_Raw records_.
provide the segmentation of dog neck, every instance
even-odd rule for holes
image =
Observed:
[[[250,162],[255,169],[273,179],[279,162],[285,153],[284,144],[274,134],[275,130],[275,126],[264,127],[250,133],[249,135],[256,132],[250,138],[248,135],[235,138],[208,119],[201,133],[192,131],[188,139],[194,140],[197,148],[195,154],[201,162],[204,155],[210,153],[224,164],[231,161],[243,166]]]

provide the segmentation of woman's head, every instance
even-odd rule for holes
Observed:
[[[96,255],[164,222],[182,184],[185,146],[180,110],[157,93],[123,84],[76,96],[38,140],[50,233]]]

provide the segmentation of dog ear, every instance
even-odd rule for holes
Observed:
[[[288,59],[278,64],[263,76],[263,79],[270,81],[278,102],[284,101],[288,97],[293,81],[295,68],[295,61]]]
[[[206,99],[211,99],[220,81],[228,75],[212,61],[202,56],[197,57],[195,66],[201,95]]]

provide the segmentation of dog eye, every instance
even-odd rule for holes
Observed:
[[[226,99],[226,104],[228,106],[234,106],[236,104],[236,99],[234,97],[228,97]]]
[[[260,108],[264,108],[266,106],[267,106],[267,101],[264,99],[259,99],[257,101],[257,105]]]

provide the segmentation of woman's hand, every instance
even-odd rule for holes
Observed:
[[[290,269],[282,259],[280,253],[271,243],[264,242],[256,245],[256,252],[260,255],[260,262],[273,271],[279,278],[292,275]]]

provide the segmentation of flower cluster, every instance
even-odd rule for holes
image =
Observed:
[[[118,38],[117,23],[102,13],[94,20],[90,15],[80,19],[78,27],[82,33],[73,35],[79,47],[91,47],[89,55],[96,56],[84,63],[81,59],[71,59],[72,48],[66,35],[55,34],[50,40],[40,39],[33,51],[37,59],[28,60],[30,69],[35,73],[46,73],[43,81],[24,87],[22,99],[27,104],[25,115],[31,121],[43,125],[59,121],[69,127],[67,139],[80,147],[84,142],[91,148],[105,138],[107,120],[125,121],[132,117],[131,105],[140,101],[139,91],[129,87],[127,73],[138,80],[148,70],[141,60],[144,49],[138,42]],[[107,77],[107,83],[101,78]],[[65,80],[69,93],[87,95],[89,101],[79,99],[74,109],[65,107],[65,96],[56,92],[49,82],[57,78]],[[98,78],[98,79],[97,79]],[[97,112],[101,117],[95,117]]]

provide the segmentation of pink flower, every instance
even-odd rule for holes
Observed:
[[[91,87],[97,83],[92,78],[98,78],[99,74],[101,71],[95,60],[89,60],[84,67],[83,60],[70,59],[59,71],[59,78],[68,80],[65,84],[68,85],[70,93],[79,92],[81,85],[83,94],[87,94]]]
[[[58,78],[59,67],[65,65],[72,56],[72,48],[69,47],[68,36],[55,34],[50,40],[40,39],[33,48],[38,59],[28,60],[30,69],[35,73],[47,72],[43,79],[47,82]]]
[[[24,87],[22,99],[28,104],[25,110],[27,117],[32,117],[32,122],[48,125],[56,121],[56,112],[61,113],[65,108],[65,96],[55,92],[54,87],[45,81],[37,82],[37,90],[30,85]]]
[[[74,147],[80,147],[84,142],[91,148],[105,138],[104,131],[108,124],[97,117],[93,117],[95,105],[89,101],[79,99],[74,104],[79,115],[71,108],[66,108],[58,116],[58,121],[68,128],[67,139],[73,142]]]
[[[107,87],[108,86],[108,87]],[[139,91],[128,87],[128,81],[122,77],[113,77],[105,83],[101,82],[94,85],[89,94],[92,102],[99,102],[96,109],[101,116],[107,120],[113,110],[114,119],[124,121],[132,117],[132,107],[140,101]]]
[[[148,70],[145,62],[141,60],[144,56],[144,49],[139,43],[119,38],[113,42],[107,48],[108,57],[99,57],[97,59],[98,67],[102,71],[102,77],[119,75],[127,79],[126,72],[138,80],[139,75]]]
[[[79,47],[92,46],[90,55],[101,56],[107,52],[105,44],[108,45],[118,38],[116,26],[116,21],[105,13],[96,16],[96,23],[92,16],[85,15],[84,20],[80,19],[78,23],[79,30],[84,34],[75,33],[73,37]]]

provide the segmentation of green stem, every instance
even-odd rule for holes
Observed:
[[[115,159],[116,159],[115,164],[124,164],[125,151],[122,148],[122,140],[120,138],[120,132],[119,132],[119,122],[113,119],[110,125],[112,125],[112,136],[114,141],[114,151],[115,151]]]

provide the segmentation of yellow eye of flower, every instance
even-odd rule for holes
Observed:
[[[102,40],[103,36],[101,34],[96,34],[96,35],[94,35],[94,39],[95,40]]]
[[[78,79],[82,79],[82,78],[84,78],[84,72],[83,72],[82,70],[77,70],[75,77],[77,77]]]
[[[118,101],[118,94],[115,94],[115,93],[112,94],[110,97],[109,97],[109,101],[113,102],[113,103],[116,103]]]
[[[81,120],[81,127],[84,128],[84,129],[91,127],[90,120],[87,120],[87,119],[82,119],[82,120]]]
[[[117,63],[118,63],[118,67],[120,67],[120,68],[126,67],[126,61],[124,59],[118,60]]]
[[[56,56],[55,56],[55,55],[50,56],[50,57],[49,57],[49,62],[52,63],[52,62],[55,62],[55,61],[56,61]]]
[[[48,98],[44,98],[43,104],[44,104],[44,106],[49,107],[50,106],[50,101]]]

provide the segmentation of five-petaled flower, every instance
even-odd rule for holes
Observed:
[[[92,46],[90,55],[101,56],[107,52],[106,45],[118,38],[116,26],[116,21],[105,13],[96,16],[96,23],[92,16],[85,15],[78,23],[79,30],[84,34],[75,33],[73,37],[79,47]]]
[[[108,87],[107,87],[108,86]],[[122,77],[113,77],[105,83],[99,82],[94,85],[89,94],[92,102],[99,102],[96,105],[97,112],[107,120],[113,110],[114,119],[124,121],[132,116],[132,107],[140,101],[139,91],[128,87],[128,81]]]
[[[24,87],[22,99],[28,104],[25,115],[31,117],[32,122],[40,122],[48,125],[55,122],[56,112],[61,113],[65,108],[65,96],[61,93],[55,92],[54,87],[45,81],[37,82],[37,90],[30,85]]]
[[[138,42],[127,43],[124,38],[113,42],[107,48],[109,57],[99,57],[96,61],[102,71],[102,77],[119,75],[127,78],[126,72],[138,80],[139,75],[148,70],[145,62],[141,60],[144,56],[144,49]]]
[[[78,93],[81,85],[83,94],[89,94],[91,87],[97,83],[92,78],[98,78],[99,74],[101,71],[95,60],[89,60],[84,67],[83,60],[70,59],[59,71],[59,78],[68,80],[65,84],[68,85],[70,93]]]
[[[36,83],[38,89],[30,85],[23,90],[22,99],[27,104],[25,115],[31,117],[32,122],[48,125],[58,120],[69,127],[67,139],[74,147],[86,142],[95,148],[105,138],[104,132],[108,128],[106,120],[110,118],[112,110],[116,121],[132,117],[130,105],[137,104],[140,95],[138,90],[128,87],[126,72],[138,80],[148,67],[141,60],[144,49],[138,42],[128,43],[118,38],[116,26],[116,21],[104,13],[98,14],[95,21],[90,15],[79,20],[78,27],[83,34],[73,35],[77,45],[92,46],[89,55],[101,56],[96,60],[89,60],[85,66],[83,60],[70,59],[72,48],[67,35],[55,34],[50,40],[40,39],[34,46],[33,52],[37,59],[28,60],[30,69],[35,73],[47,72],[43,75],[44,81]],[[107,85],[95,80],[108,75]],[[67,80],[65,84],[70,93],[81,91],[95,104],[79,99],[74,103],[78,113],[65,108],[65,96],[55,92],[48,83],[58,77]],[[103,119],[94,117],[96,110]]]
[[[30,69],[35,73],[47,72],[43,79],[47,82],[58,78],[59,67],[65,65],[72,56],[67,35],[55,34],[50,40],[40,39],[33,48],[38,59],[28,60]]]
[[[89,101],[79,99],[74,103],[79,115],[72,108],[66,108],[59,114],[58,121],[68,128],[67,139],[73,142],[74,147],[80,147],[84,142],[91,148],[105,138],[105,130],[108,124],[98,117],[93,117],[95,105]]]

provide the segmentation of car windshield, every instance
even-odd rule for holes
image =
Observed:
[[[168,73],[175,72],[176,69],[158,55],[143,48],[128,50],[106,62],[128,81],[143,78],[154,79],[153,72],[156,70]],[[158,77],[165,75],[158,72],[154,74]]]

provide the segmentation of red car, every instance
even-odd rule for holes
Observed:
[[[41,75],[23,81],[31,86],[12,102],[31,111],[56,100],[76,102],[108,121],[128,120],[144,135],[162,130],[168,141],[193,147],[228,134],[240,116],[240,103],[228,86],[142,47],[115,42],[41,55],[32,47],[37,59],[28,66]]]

_Written exercise_. Return each line of the data above that contains the string "segmentation". The match is case-sensitive.

_Exercise output_.
provide the segmentation of dog neck, every instance
provide the segmentation of woman's head, every instance
provide the segmentation of dog ear, every instance
provide the segmentation of dog eye, every instance
provide the segmentation of woman's hand, every instance
provide the segmentation of flower cluster, every instance
provide the segmentation of pink flower, every instance
provide the segmentation of green stem, every instance
provide the segmentation of yellow eye of flower, every instance
provide the segmentation of five-petaled flower, every instance
provide the segmentation of car windshield, every instance
provide the segmentation of red car, every instance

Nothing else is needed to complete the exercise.